* INSTRUCTIONS TO FOLLOW: Rewrite the part of the records that opens with the line containing "point: white baseboard" and runs through the end of the records as a Markdown table with two columns, Number and Entry, giving each line its own numbered row. Skip blank lines and leave the pictures out.

* MATERIAL:

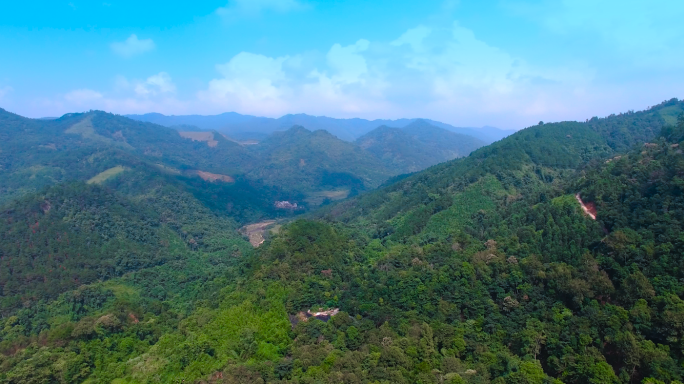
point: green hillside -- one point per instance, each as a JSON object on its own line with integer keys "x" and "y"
{"x": 484, "y": 269}
{"x": 417, "y": 146}
{"x": 316, "y": 161}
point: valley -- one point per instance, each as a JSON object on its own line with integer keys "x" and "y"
{"x": 135, "y": 253}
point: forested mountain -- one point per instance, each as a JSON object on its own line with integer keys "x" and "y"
{"x": 316, "y": 160}
{"x": 311, "y": 167}
{"x": 253, "y": 127}
{"x": 551, "y": 256}
{"x": 417, "y": 146}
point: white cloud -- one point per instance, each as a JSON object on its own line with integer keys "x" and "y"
{"x": 413, "y": 37}
{"x": 132, "y": 46}
{"x": 158, "y": 84}
{"x": 645, "y": 33}
{"x": 250, "y": 83}
{"x": 82, "y": 96}
{"x": 348, "y": 62}
{"x": 255, "y": 7}
{"x": 4, "y": 91}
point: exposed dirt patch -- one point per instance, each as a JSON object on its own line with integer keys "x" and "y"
{"x": 321, "y": 315}
{"x": 212, "y": 177}
{"x": 207, "y": 137}
{"x": 588, "y": 208}
{"x": 256, "y": 231}
{"x": 105, "y": 175}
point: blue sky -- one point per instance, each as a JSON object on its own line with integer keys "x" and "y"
{"x": 507, "y": 63}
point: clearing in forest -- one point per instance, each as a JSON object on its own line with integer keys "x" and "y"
{"x": 103, "y": 176}
{"x": 256, "y": 231}
{"x": 211, "y": 177}
{"x": 317, "y": 198}
{"x": 200, "y": 136}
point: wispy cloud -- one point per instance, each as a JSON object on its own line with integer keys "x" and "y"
{"x": 132, "y": 46}
{"x": 82, "y": 96}
{"x": 4, "y": 91}
{"x": 255, "y": 7}
{"x": 155, "y": 85}
{"x": 444, "y": 72}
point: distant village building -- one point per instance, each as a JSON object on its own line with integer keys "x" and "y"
{"x": 285, "y": 205}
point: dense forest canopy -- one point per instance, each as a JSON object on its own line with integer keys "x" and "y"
{"x": 485, "y": 269}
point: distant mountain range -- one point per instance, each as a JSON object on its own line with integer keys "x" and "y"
{"x": 252, "y": 127}
{"x": 416, "y": 146}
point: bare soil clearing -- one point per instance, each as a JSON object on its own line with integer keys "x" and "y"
{"x": 103, "y": 176}
{"x": 255, "y": 231}
{"x": 214, "y": 176}
{"x": 588, "y": 208}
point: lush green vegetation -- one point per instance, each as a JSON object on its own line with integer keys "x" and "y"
{"x": 479, "y": 270}
{"x": 417, "y": 146}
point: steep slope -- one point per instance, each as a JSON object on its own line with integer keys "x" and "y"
{"x": 417, "y": 146}
{"x": 398, "y": 150}
{"x": 74, "y": 234}
{"x": 316, "y": 161}
{"x": 521, "y": 165}
{"x": 509, "y": 281}
{"x": 450, "y": 145}
{"x": 253, "y": 127}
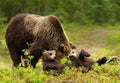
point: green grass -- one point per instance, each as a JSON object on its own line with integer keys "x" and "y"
{"x": 98, "y": 41}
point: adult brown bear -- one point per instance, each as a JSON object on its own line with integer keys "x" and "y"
{"x": 43, "y": 32}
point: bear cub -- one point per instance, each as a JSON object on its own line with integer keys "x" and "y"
{"x": 50, "y": 63}
{"x": 81, "y": 59}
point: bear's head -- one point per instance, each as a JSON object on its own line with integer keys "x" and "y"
{"x": 75, "y": 54}
{"x": 49, "y": 55}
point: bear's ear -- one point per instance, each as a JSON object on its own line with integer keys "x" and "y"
{"x": 44, "y": 51}
{"x": 83, "y": 54}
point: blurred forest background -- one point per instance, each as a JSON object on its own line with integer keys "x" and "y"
{"x": 93, "y": 25}
{"x": 83, "y": 12}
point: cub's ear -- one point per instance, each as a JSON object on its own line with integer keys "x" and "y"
{"x": 44, "y": 51}
{"x": 84, "y": 53}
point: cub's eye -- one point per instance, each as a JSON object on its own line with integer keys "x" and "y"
{"x": 50, "y": 53}
{"x": 73, "y": 52}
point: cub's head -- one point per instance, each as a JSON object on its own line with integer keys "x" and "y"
{"x": 49, "y": 55}
{"x": 75, "y": 54}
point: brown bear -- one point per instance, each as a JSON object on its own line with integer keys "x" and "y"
{"x": 42, "y": 32}
{"x": 50, "y": 63}
{"x": 81, "y": 59}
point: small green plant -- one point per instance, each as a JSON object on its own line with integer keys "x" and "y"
{"x": 27, "y": 59}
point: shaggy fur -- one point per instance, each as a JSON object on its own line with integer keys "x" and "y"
{"x": 43, "y": 32}
{"x": 50, "y": 63}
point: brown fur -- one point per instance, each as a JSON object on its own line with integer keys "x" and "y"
{"x": 81, "y": 59}
{"x": 44, "y": 32}
{"x": 51, "y": 63}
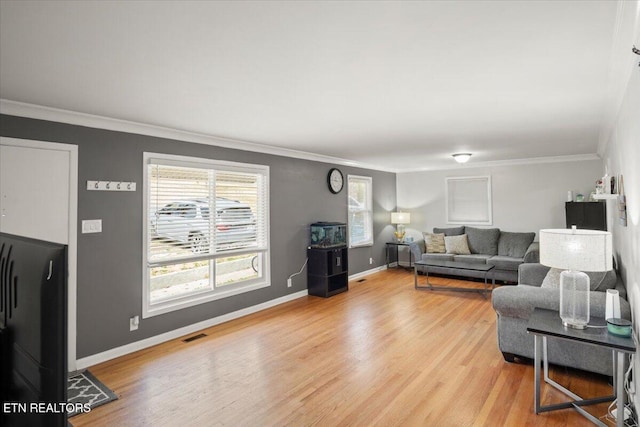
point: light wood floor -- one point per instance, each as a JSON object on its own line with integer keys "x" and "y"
{"x": 380, "y": 354}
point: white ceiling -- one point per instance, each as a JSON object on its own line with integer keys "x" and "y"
{"x": 394, "y": 85}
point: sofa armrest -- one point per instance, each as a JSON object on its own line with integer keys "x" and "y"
{"x": 519, "y": 301}
{"x": 533, "y": 253}
{"x": 417, "y": 248}
{"x": 532, "y": 274}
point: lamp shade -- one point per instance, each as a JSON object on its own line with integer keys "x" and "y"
{"x": 573, "y": 249}
{"x": 400, "y": 217}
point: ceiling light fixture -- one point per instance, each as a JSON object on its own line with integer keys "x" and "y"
{"x": 462, "y": 157}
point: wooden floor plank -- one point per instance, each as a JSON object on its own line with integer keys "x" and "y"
{"x": 382, "y": 353}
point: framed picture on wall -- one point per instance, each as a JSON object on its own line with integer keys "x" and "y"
{"x": 468, "y": 200}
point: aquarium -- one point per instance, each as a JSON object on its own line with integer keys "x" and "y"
{"x": 328, "y": 235}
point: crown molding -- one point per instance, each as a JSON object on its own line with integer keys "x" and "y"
{"x": 511, "y": 162}
{"x": 32, "y": 111}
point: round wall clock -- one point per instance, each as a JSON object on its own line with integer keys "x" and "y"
{"x": 335, "y": 180}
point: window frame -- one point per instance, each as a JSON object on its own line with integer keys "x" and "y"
{"x": 369, "y": 209}
{"x": 462, "y": 190}
{"x": 186, "y": 301}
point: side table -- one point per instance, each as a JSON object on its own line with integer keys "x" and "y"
{"x": 397, "y": 245}
{"x": 546, "y": 323}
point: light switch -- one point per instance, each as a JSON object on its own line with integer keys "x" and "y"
{"x": 92, "y": 226}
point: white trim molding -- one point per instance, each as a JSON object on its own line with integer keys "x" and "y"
{"x": 512, "y": 162}
{"x": 113, "y": 353}
{"x": 21, "y": 109}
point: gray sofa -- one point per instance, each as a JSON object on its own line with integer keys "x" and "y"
{"x": 505, "y": 250}
{"x": 514, "y": 305}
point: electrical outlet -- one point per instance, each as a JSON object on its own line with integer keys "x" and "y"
{"x": 134, "y": 322}
{"x": 627, "y": 413}
{"x": 91, "y": 226}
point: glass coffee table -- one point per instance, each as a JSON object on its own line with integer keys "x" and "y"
{"x": 463, "y": 269}
{"x": 545, "y": 324}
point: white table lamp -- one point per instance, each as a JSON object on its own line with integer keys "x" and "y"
{"x": 575, "y": 251}
{"x": 400, "y": 219}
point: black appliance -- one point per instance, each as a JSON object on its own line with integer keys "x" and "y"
{"x": 33, "y": 331}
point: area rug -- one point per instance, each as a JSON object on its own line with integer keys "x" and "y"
{"x": 85, "y": 389}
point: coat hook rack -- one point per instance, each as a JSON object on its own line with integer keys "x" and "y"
{"x": 111, "y": 186}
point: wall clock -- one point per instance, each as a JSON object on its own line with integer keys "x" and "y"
{"x": 335, "y": 180}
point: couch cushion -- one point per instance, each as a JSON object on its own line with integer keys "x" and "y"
{"x": 472, "y": 259}
{"x": 483, "y": 240}
{"x": 437, "y": 257}
{"x": 434, "y": 243}
{"x": 457, "y": 245}
{"x": 514, "y": 244}
{"x": 505, "y": 262}
{"x": 598, "y": 280}
{"x": 453, "y": 231}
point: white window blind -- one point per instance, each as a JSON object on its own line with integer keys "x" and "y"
{"x": 207, "y": 230}
{"x": 360, "y": 189}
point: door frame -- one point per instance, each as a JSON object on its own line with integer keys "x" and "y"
{"x": 72, "y": 253}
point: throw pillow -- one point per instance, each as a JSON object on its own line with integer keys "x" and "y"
{"x": 598, "y": 280}
{"x": 453, "y": 231}
{"x": 483, "y": 240}
{"x": 434, "y": 243}
{"x": 457, "y": 245}
{"x": 514, "y": 244}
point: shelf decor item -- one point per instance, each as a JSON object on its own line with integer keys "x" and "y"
{"x": 575, "y": 251}
{"x": 622, "y": 203}
{"x": 400, "y": 219}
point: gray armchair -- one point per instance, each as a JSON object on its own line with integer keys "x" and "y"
{"x": 514, "y": 305}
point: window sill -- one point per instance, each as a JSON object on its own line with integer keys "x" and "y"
{"x": 193, "y": 300}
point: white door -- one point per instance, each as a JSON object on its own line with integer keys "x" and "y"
{"x": 34, "y": 193}
{"x": 38, "y": 199}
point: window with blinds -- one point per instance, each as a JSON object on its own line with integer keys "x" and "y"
{"x": 360, "y": 189}
{"x": 206, "y": 230}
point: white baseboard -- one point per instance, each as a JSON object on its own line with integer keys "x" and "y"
{"x": 88, "y": 361}
{"x": 367, "y": 272}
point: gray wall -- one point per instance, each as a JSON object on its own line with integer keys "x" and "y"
{"x": 525, "y": 197}
{"x": 110, "y": 267}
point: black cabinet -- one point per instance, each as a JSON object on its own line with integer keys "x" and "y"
{"x": 587, "y": 215}
{"x": 328, "y": 271}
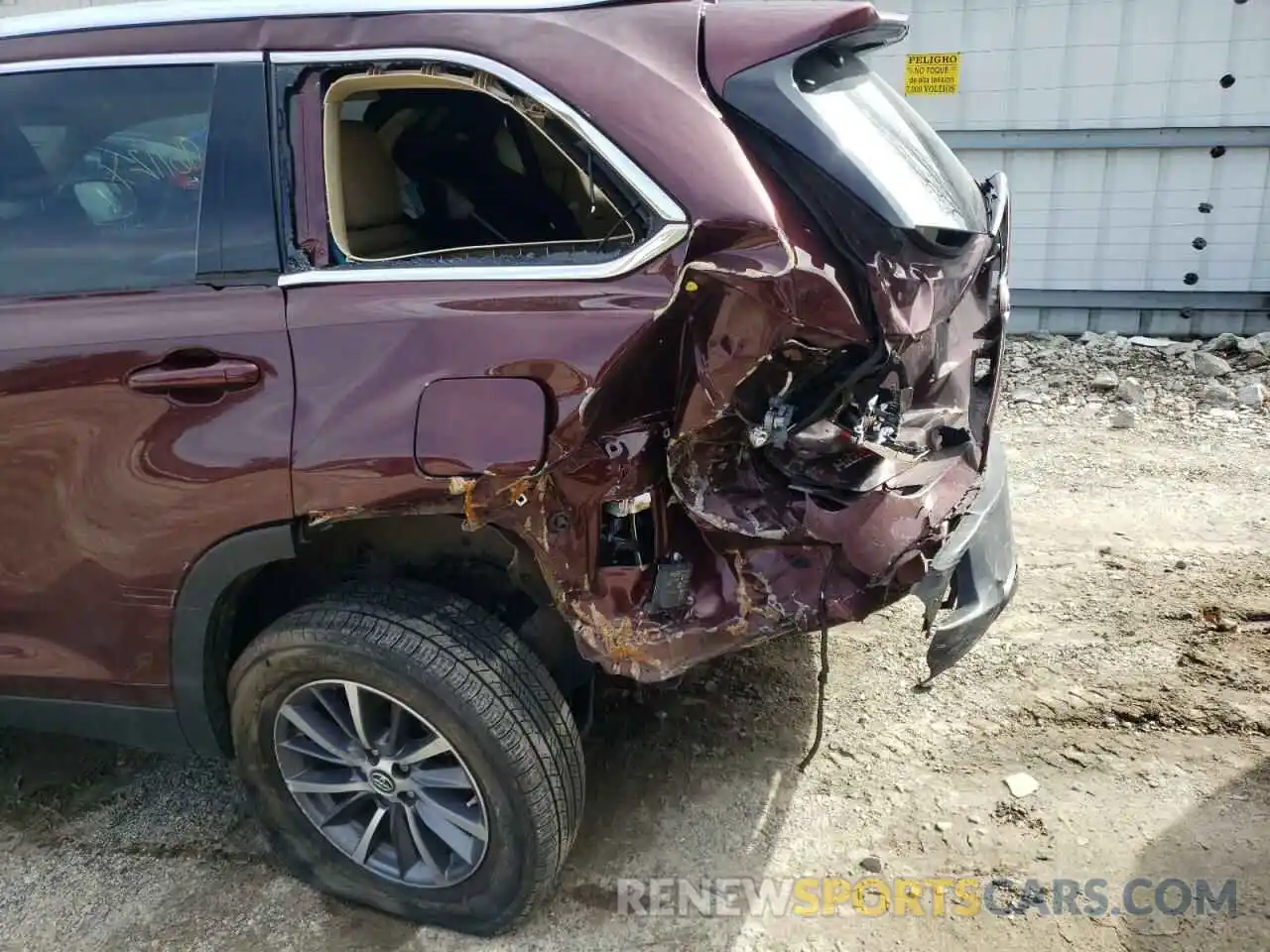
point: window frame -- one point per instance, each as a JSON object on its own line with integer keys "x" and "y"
{"x": 670, "y": 226}
{"x": 208, "y": 250}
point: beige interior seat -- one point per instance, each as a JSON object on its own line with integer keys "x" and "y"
{"x": 375, "y": 225}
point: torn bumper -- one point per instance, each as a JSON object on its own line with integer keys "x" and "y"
{"x": 975, "y": 571}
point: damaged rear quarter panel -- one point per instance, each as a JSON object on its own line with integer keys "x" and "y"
{"x": 653, "y": 380}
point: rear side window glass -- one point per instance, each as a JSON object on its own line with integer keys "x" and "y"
{"x": 102, "y": 179}
{"x": 441, "y": 166}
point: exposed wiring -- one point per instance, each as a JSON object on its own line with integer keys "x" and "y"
{"x": 824, "y": 678}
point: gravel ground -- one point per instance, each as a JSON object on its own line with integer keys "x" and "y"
{"x": 1130, "y": 679}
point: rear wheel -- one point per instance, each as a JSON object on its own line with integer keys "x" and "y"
{"x": 408, "y": 752}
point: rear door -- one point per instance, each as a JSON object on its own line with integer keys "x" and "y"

* THE REPLY:
| Number | Entry |
|---|---|
| 1 | point: white baseboard -- one point per instance, each as a JSON object on its own line with integer keys "x" and "y" |
| 2 | {"x": 88, "y": 361} |
| 3 | {"x": 367, "y": 272} |
| 4 | point: gray wall -- one point per instance, each as a JSON object on its own line with integer keys "x" and "y" |
| 5 | {"x": 525, "y": 197} |
| 6 | {"x": 110, "y": 267} |
| 7 | point: black cabinet -- one point per instance, each as a JSON object on its own line with integer keys "x" and "y" |
| 8 | {"x": 587, "y": 215} |
| 9 | {"x": 328, "y": 271} |
| 10 | point: window frame -- one point per instance, each as a JSON object on its own line with integer keys "x" and "y" |
| 11 | {"x": 670, "y": 226} |
| 12 | {"x": 208, "y": 250} |
| 13 | point: beige interior seat -- one point per instance, each as a JSON object on its own line with integer keys "x" and "y" |
| 14 | {"x": 375, "y": 225} |
| 15 | point: torn bumper -- one point per instance, each as a JSON object on its own line with integer keys "x" and "y" |
| 16 | {"x": 975, "y": 571} |
| 17 | point: damaged rear quarter panel -- one point per instance, each as a JSON object on its own line with integer keys "x" and "y" |
| 18 | {"x": 653, "y": 380} |
| 19 | point: rear side window glass -- one point per instance, each as a JSON object on its own line with integer keys "x" and "y" |
| 20 | {"x": 102, "y": 179} |
| 21 | {"x": 441, "y": 166} |
| 22 | point: exposed wiring -- one point per instance, each as a JSON object on its own line with integer keys "x" and "y" |
| 23 | {"x": 824, "y": 678} |
| 24 | point: gravel ground -- one point per instance, each as a JSON object on its own line with integer keys "x" and "y" |
| 25 | {"x": 1130, "y": 679} |
| 26 | point: rear wheel -- one point per instance, each as a JSON object on its own line with integer keys "x" and "y" |
| 27 | {"x": 408, "y": 752} |
| 28 | point: rear door -- one point per instance, each as a JSON object on its own line with integer keys "x" and "y" |